### WHAT TO WORK ON
Using the basketball text, decide whether each statement agrees with it, answering yes or no and quoting the words that settle it. 1. The maximum number of regular-season games went from 31 to 27. 2. Teams may hold scrimmages against other teams. 3. The council adopted the oversight committees' recommended start date of Nov. 21.

### TEXT SECTION
The Division I Council voted Wednesday to push the start date back from the originally scheduled Nov. 10 as one of several precautions against the spread of coronavirus.

The later start date coincides with the decision most schools made to send students home from Thanksgiving until January out of concern about a potential late-fall and early-winter flareup of COVID-19. Closed campuses could serve as a quasi bubble for players and provide a window for non-conference games.

The maximum number of regular-season games has been reduced from 31 to 27. The minimum number of games for consideration for the NCAA Tournament was cut from 25 to 13.

Teams can start preseason practices Oct. 14 but will be allowed to work out 12 hours per week beginning Monday.

No scrimmages against other teams or exhibitions are allowed.

In other action, the council voted to extend the recruiting dead period for all sports through Dec. 31. In-person recruiting is not allowed during a dead period, though phone calls and other correspondence are allowed.

The men’s and women’s basketball oversight committees had jointly recommended a start date of Nov. 21, which would have allowed for games to be played on the weekend before Thanksgiving. The council opted not to do that to avoid a conflict with regular-season football games.

The council is scheduled to meet again Oct. 13-14 and could delay the start date and change other pieces of the basketball framework if circumstances surrounding the virus warrant.

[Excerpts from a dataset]
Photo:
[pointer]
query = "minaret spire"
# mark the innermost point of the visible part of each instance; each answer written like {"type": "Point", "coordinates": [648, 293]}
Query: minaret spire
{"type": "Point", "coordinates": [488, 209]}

### RESULT
1. Yes: "The maximum number of regular-season games has been reduced from 31 to 27."
2. No: "No scrimmages against other teams or exhibitions are allowed."
3. No: "The council opted not to do that to avoid a conflict with regular-season football games."